◆ SHORT EXERCISE A ◆
According to the wedding prediction market description, what website does the couple currently work together to build?

◆ SOURCE EXCERPT ◆
^^^^^^^^^^^^^^^^

Resolves YES if, on the 5 year anniversary of our wedding, we've been together more or less continuously.
Resolves NO if we end up not getting married for whatever reason, or if we separate for a significant amount of time (eg 3+ months) after getting married.
Some context for base rates:
We met in Aug 2022, officially started dating in Oct, moved in together Jan 2023, and got engaged in Mar. Planning for a wedding in July or Aug.
I'm 28 and have a master's; she's 20, on leave from college
We currently work together building manifund.org
My parents are still together; hers are divorced
We intend to have kids, plural
See also:
Your fiancee (wife?) appears to be a 404 page.
I went on weird dive regarding feminism and the choices and sacrifices women have to make in their work life versus their personal life in another market.
I've seen firsthand large age gap couples fail and I will bet no till your fiancee maybe gets through college or ages past her objective "prime." Womanhood.
Obviously wishing for the best and congratulations.

^^^^^^^^^^^^^^^^

◆ MATERIAL FOR THE TASK ◆

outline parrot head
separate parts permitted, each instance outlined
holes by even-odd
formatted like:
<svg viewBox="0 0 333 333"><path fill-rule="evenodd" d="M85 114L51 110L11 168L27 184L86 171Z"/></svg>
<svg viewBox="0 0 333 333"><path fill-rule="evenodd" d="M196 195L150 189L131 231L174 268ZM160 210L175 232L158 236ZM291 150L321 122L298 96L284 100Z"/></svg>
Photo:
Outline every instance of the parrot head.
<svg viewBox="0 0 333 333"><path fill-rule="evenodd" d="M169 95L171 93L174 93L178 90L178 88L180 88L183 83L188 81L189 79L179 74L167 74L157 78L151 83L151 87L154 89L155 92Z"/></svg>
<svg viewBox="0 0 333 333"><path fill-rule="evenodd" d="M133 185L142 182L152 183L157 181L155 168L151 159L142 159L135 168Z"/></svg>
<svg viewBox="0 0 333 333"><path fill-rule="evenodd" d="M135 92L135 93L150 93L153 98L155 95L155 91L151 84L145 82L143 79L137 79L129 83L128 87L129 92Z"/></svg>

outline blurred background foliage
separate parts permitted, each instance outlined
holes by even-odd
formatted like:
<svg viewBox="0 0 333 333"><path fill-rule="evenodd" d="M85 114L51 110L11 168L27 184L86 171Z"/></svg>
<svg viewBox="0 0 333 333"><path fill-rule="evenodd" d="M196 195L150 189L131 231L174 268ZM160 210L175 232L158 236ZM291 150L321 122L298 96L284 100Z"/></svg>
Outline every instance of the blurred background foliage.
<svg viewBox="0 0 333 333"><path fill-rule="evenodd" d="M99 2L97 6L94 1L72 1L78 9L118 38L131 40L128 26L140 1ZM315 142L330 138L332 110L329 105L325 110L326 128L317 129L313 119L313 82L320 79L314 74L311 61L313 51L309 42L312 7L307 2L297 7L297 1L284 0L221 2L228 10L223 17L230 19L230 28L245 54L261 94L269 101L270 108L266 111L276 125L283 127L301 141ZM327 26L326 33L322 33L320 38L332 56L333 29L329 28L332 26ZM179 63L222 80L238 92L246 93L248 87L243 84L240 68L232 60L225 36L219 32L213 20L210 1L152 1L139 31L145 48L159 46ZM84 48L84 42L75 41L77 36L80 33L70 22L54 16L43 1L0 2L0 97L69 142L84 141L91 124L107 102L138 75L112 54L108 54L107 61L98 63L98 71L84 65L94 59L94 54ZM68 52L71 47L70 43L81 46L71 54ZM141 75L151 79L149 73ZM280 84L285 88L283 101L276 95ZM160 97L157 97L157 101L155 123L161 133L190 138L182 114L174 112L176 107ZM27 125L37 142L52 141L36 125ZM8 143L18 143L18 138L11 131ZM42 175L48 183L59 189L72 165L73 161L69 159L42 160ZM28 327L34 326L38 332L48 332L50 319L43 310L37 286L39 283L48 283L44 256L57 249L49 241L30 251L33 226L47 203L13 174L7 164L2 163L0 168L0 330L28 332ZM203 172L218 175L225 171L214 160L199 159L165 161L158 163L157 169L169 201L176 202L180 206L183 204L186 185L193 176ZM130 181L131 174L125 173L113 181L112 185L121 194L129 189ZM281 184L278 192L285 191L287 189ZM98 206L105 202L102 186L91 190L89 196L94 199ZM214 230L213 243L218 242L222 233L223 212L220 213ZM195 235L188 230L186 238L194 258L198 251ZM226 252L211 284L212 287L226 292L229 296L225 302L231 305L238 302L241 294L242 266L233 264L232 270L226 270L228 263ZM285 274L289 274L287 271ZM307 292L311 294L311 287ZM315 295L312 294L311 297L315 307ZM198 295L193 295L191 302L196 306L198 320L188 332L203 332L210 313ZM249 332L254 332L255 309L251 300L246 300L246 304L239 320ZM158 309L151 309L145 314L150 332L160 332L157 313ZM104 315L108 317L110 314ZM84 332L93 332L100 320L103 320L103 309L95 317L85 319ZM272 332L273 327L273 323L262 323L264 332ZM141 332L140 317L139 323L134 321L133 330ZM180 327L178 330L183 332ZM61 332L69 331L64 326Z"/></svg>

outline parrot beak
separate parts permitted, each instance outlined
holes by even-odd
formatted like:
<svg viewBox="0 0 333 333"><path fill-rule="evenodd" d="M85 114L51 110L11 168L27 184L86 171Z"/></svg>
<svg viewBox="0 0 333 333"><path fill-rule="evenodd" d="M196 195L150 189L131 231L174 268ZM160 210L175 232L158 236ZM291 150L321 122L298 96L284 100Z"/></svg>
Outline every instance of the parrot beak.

^^^^^^^^^^^^^^^^

◆ SHORT EXERCISE B ◆
Duplicate the records verbatim, starting at their first line and ending at the line that contains "92L135 93L150 93L153", with both of those lines included.

◆ WORKED SOLUTION A ◆
manifund.org

◆ WORKED SOLUTION B ◆
outline parrot head
separate parts permitted, each instance outlined
holes by even-odd
formatted like:
<svg viewBox="0 0 333 333"><path fill-rule="evenodd" d="M85 114L51 110L11 168L27 184L86 171Z"/></svg>
<svg viewBox="0 0 333 333"><path fill-rule="evenodd" d="M196 195L150 189L131 231L174 268ZM160 210L175 232L158 236ZM291 150L321 122L298 96L284 100Z"/></svg>
Photo:
Outline every instance of the parrot head.
<svg viewBox="0 0 333 333"><path fill-rule="evenodd" d="M169 95L171 93L174 93L178 90L178 88L180 88L183 83L188 81L189 79L179 74L167 74L157 78L151 83L151 87L154 89L155 92Z"/></svg>
<svg viewBox="0 0 333 333"><path fill-rule="evenodd" d="M133 185L142 182L152 183L157 181L155 168L151 159L142 159L135 168Z"/></svg>
<svg viewBox="0 0 333 333"><path fill-rule="evenodd" d="M135 92L135 93L150 93L153 98L155 95L155 91L151 84L145 82L143 79L137 79L129 83L128 87L129 92Z"/></svg>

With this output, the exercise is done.